Items listed in a dataset
## START

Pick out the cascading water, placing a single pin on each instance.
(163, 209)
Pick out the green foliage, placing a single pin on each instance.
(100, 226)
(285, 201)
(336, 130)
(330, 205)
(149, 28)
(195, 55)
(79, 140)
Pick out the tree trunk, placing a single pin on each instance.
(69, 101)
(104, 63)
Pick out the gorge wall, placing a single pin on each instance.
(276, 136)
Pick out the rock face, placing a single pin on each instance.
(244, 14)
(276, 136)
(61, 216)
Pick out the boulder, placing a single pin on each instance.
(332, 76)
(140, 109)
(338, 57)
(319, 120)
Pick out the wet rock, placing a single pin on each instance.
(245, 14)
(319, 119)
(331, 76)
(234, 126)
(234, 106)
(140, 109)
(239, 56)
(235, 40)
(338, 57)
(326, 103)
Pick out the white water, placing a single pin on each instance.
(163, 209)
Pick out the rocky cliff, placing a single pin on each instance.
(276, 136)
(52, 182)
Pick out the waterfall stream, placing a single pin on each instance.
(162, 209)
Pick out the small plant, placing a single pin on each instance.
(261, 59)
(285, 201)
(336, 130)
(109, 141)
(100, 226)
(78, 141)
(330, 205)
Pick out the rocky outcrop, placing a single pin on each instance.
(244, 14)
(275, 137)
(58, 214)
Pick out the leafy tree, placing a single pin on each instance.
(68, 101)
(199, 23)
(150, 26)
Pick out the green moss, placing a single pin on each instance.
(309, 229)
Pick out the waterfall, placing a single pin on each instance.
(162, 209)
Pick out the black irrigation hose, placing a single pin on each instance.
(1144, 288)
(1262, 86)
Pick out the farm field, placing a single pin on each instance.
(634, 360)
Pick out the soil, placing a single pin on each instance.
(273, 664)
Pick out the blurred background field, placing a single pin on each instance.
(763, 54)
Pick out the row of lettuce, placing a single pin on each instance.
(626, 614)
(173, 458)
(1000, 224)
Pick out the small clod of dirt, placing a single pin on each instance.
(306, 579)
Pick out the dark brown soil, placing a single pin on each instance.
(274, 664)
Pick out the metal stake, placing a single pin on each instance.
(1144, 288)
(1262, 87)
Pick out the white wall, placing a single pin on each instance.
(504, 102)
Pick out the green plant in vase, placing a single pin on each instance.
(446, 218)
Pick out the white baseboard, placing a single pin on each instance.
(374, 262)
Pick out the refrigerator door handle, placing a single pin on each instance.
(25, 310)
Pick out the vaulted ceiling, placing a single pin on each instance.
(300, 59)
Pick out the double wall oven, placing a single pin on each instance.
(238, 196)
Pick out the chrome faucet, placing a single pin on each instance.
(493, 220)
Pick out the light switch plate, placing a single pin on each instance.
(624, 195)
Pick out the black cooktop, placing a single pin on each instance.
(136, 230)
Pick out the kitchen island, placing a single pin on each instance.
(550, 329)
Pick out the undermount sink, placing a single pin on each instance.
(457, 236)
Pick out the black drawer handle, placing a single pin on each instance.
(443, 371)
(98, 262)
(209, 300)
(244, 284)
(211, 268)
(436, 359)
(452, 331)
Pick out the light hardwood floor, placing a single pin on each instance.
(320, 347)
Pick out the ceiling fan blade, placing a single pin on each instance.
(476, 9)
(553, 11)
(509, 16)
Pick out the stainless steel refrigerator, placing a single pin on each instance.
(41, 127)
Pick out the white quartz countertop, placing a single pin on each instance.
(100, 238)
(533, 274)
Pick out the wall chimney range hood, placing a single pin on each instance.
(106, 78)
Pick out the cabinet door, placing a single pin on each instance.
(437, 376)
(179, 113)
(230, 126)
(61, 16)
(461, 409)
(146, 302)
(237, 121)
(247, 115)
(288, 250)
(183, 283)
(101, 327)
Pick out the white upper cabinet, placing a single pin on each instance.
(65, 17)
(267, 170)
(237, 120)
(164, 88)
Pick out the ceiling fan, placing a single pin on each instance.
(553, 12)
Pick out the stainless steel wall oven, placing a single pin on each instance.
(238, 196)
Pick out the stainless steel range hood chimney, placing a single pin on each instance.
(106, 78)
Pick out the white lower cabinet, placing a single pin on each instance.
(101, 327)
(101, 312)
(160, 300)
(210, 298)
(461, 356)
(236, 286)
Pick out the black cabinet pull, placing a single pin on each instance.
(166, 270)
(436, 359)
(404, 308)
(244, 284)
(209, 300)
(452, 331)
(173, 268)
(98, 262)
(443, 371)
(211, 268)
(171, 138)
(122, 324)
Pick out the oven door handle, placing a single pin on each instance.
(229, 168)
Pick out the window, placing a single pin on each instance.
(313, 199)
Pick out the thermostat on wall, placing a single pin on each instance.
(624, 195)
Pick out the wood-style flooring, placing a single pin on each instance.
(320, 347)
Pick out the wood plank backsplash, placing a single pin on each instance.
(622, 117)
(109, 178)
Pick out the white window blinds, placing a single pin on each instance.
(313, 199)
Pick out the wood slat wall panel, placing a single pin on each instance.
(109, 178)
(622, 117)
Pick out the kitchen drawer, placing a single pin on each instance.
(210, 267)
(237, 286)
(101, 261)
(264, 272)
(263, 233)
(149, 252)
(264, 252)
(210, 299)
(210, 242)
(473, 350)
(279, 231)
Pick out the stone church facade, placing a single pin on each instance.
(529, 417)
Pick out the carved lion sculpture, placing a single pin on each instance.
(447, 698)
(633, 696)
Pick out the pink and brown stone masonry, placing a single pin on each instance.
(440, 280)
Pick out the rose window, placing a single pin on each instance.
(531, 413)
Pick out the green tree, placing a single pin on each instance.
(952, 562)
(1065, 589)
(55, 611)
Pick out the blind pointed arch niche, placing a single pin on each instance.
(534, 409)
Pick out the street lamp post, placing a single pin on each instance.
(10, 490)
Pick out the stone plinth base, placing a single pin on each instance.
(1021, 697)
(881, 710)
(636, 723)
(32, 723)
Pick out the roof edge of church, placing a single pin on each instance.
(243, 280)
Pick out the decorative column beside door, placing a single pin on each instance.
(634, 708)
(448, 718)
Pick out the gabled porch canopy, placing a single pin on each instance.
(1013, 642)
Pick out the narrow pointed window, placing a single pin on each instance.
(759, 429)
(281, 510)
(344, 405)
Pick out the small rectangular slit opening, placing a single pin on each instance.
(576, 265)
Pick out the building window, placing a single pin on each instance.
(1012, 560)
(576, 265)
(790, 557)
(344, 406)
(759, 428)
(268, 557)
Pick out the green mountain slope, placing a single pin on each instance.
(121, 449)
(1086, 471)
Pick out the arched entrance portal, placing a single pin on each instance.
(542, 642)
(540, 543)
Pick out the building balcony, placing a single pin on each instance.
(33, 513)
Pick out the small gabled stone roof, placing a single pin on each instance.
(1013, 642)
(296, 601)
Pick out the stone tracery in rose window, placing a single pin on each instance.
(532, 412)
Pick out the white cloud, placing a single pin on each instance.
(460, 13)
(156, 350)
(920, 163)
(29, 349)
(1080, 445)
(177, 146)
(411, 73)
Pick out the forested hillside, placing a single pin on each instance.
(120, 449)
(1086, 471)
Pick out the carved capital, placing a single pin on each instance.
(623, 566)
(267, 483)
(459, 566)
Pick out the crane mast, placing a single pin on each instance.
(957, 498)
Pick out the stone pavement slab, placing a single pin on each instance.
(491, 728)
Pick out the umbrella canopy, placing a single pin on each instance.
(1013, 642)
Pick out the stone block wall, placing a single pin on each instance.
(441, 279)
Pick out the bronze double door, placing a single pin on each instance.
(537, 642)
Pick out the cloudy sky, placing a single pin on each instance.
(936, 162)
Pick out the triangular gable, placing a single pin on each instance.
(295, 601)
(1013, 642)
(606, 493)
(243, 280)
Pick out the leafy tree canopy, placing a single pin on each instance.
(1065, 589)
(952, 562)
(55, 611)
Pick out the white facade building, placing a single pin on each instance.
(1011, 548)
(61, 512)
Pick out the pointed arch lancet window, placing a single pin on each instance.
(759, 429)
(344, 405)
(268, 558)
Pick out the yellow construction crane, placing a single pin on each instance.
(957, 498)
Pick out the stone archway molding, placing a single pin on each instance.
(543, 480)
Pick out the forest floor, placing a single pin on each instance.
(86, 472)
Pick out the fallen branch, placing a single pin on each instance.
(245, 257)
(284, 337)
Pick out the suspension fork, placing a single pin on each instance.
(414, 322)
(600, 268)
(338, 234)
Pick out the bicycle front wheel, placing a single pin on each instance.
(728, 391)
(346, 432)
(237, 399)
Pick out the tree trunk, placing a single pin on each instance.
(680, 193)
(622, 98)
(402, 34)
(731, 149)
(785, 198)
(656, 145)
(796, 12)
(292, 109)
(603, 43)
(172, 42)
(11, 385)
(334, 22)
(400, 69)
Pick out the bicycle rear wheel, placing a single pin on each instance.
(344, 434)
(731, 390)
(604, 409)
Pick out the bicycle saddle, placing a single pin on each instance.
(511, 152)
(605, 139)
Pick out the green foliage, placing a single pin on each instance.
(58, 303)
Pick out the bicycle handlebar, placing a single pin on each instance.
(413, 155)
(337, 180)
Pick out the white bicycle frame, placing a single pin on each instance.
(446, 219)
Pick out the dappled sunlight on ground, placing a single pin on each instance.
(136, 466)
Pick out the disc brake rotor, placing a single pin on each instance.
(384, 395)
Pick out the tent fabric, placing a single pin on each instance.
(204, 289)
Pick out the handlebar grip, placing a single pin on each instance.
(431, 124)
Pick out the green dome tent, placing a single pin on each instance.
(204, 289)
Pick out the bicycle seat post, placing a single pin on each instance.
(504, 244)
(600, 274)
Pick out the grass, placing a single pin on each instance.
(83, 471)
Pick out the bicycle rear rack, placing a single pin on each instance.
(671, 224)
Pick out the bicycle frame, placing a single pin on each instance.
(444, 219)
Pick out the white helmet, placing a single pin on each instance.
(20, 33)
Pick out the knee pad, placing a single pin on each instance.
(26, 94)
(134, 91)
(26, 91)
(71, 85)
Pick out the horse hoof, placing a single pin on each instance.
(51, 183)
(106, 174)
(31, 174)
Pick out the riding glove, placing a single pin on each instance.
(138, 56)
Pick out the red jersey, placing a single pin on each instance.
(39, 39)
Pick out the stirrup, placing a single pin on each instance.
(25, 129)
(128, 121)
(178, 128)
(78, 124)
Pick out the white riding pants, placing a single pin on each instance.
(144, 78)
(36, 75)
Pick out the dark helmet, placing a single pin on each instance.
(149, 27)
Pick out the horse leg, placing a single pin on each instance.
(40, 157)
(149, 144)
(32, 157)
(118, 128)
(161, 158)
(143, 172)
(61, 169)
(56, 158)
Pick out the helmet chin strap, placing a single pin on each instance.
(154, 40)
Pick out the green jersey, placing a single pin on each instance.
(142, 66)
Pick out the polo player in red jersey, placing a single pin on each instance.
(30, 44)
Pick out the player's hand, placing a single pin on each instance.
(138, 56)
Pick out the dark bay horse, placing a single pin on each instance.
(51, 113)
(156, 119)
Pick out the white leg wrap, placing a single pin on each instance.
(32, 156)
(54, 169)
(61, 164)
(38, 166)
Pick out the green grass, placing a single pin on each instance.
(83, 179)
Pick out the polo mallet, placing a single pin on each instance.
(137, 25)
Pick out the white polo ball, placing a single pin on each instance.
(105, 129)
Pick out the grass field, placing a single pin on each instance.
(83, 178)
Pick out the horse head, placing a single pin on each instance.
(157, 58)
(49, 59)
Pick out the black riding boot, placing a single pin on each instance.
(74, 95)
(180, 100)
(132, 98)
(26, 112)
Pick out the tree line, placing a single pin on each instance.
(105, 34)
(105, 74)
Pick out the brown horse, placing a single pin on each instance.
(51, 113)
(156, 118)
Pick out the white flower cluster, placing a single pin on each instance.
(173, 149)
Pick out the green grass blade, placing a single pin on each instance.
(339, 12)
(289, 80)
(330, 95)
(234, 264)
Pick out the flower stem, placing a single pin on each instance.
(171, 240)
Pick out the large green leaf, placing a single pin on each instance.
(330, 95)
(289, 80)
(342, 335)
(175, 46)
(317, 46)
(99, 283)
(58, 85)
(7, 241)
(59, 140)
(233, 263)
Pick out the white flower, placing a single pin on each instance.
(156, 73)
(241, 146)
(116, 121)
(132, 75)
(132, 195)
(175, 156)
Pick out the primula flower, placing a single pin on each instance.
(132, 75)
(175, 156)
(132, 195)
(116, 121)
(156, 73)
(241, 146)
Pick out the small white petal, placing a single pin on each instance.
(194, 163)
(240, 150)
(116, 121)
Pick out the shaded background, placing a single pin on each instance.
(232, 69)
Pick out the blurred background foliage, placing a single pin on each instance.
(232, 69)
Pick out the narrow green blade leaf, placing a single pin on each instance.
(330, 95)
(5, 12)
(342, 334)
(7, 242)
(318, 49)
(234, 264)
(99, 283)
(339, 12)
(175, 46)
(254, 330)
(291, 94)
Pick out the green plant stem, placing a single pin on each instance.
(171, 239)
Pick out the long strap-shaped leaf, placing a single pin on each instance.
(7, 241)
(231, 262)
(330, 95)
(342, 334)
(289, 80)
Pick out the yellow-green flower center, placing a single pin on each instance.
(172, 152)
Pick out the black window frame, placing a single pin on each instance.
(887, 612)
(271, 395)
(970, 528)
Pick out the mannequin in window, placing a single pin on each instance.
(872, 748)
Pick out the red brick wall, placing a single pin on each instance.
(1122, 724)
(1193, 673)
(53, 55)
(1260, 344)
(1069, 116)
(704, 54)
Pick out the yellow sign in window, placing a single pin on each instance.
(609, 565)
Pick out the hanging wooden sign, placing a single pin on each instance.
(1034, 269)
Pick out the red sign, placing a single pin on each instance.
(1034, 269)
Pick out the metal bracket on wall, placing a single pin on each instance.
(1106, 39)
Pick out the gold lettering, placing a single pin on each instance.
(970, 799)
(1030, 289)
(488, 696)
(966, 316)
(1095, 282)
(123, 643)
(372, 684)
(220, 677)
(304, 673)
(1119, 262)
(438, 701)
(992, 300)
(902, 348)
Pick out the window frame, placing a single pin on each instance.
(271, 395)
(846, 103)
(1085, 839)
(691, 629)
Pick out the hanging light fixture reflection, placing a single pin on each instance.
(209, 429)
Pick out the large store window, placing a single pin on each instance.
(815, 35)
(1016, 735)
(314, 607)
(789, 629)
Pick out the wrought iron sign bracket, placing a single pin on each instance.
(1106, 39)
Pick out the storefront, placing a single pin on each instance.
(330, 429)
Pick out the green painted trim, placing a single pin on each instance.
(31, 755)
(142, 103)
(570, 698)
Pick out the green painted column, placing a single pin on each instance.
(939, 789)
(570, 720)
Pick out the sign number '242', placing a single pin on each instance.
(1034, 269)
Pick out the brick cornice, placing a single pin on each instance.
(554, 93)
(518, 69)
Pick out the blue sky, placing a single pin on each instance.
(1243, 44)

## END

Give the lines exactly as they stand, from the line with "Pick out the mannequin" through the end of the material.

# Result below
Pick out the mannequin in window, placing a single pin on each instance.
(872, 748)
Pick out the red brick wall, placing a single pin on each instance.
(1122, 724)
(1193, 673)
(53, 55)
(1260, 344)
(1069, 116)
(704, 54)
Pick out the yellow sign in window, placing a single pin on each instance.
(609, 565)
Pick out the hanging wooden sign, placing a single pin on each instance.
(1034, 269)
Pick out the red sign, placing a single pin on each instance.
(1034, 269)
Pick out the metal bracket on wall, placing a single pin on each instance.
(1106, 39)
Pick out the gold lettering, placing a single pin on each instance.
(970, 799)
(1030, 289)
(488, 696)
(966, 316)
(1095, 282)
(123, 643)
(372, 684)
(220, 677)
(304, 673)
(1119, 262)
(438, 701)
(992, 300)
(902, 348)
Pick out the window frame, placing a single pin on each instance.
(271, 395)
(846, 103)
(1085, 839)
(691, 629)
Pick out the hanging light fixture reflection, placing a single pin on each instance.
(209, 429)
Pick out the large store window, placing a single pin on each instance.
(815, 35)
(1016, 735)
(314, 607)
(789, 629)
Pick out the wrought iron sign bracket, placing a single pin on each instance.
(1106, 39)
Pick out the storefront, placing a single pin on each instance.
(330, 429)
Pick out the green painted trim, placing a single pin on each instance.
(31, 755)
(142, 103)
(570, 698)
Pick out the green painted column, placing a single pin on each instance.
(939, 789)
(570, 720)
Pick out the sign number '242', placing a single pin on each instance.
(1034, 269)
Pick out the brick cornice, placing a single pin on each instance.
(554, 93)
(518, 69)
Pick out the blue sky, placing a single pin on each instance.
(1243, 44)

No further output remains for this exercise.